### PROBLEM TO SOLVE
Images appear in the records below; leave them out and repeat everything else exactly.

====== RAW DATA ======

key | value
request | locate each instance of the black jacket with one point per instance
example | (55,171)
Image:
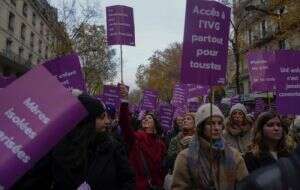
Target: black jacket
(264,159)
(108,167)
(283,175)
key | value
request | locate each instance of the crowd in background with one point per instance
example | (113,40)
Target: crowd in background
(116,150)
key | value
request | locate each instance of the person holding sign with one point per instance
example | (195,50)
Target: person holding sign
(88,157)
(238,130)
(270,142)
(146,148)
(208,162)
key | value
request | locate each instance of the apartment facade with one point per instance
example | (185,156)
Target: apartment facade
(27,34)
(262,26)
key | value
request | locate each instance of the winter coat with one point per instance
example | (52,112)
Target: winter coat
(39,177)
(175,146)
(108,166)
(264,158)
(145,150)
(229,164)
(86,156)
(282,175)
(240,141)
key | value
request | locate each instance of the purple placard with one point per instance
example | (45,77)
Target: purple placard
(149,100)
(67,69)
(205,45)
(193,106)
(288,81)
(234,100)
(260,106)
(197,90)
(120,25)
(180,94)
(111,96)
(5,81)
(261,70)
(166,112)
(31,122)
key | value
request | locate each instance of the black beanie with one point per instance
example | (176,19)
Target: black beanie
(94,106)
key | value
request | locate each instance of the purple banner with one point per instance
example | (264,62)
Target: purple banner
(261,70)
(33,121)
(234,100)
(149,100)
(288,82)
(205,45)
(166,116)
(193,106)
(111,96)
(67,69)
(4,81)
(120,25)
(180,94)
(197,90)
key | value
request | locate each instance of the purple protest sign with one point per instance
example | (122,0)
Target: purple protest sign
(288,81)
(180,94)
(111,96)
(197,90)
(120,25)
(193,106)
(67,69)
(234,100)
(261,70)
(205,45)
(4,81)
(149,100)
(166,116)
(33,121)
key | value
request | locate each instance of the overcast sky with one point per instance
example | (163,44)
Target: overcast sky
(158,23)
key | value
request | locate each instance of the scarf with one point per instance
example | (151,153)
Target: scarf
(200,158)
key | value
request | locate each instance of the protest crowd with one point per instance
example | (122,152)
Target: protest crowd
(128,149)
(56,135)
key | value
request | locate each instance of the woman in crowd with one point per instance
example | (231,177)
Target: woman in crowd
(181,141)
(178,143)
(295,130)
(238,130)
(208,162)
(89,157)
(270,142)
(146,149)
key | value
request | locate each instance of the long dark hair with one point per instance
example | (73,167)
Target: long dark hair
(156,123)
(259,145)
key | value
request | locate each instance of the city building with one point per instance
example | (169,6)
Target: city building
(262,25)
(29,33)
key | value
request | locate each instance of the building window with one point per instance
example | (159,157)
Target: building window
(25,9)
(263,29)
(8,45)
(11,21)
(42,28)
(249,36)
(33,19)
(23,31)
(13,2)
(31,40)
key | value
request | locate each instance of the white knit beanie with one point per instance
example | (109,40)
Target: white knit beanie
(203,113)
(239,107)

======

### OUTPUT BELOW
key | value
request | locate each instance of the black jacket with one point per instance
example | (55,171)
Image:
Target: black jacket
(264,159)
(108,167)
(283,175)
key | value
request | locate each instance of the crowd in background with one point per instance
example | (113,40)
Target: crowd in background
(116,150)
key | value
request | locate each instance of the person holding sign with one point per instance
example | (195,50)
Target: person holding sign
(88,157)
(238,130)
(270,142)
(146,148)
(208,162)
key | value
request | locate each instance of the apartment facade with one point per instance
example | (185,156)
Target: apartment facade
(27,34)
(262,26)
key | value
request | locate each instance of the winter coat with one point per instance
example | (52,112)
Target: winter coat
(39,177)
(175,146)
(108,166)
(264,158)
(145,150)
(229,164)
(86,156)
(282,175)
(240,141)
key | value
request | locate each instance of the purple placard with one point per instance
example | (45,77)
Target: purple placard
(149,100)
(67,69)
(205,45)
(193,106)
(288,81)
(234,100)
(260,106)
(197,90)
(120,25)
(180,94)
(111,96)
(5,81)
(261,70)
(166,112)
(31,122)
key | value
request | locate each instance of the black beanie with one point per instance
example | (176,19)
Target: black beanie
(94,106)
key | value
request | locate each instance of the purple banner with one point per instance
example | (264,62)
Target: purple banner
(261,70)
(33,121)
(234,100)
(149,100)
(288,82)
(205,45)
(166,116)
(193,106)
(111,96)
(67,69)
(4,81)
(120,25)
(180,94)
(197,90)
key | value
request | locate each instance of the purple protest sign with one point per instance
example | (122,0)
Target: purple protest sign
(288,81)
(180,94)
(111,96)
(197,90)
(120,25)
(193,106)
(67,69)
(234,100)
(261,70)
(205,45)
(4,81)
(149,100)
(166,116)
(33,121)
key | value
request | locate each instance of the overcast sky with one point per instance
example | (163,44)
Target: overcast sky
(158,23)
key | value
request | locate each instance of the scarf with one point per instance
example | (151,153)
Target: scarf
(200,158)
key | value
request | locate each instance of the protest crowd with one point per instance
example | (122,152)
Target: protest crowd
(128,149)
(56,135)
key | value
request | locate each instance of the woman in crowd with one point per instance
example | (231,177)
Target: woman in crowd
(181,141)
(178,143)
(295,130)
(238,130)
(208,162)
(89,157)
(270,142)
(146,149)
key | value
request | locate each instance of the long dark hair with one point per instance
example | (73,167)
Target: long dark hair
(156,123)
(259,145)
key | value
request | locate each instance of the city building with one point per instance
example | (169,6)
Target: city building
(262,25)
(29,33)
key | value
request | locate each instance of the building window with one point per instance
example | (159,157)
Target: building window
(25,9)
(263,29)
(8,45)
(11,21)
(42,28)
(249,36)
(33,19)
(23,31)
(13,2)
(31,40)
key | value
request | locate each instance of the white knit beanie with one point per instance
example | (109,40)
Target: white knit beanie
(203,113)
(239,107)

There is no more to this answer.